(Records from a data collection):
┄┄┄┄┄┄┄┄┄┄┄┄┄┄┄┄┄┄┄┄

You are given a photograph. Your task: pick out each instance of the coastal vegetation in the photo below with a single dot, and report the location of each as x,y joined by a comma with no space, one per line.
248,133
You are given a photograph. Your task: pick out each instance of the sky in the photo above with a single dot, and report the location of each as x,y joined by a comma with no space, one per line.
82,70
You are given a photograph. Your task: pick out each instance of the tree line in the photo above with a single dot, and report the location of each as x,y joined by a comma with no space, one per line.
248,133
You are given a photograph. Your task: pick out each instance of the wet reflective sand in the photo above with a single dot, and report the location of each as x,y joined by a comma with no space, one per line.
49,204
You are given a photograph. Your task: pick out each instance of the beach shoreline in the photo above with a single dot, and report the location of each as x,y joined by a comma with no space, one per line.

┄┄┄┄┄┄┄┄┄┄┄┄┄┄┄┄┄┄┄┄

(GIVEN INSTRUCTION):
Set down the entries above again, word for word.

(EXPECTED OUTPUT):
You are given a photograph. Your task: pick out each instance of the coastal vegetation in the photo below with a single dot, and report the location of each as x,y joined by a comma with no space, one per line.
248,133
You are given a photograph. Your task: pick out each instance of the sky in the photo above with a single dot, and report the location of each as x,y joined by a comma with no space, one per line.
82,70
You are given a photograph. Your task: pick out each instance of the tree line in the photo above with a single dot, and report the location of each as x,y joined by a comma with no space, one per line.
248,133
You are given a photograph. Your task: pick out each instance of the wet reflective sand in the photo above with a single dot, and report the location of each as x,y joined by a comma with no space, one per line.
49,204
You are given a photograph. Your task: pick out each instance of the beach shoreline in the photo above with a single dot, and report the location of each as x,y joined by a comma with no space, one per line.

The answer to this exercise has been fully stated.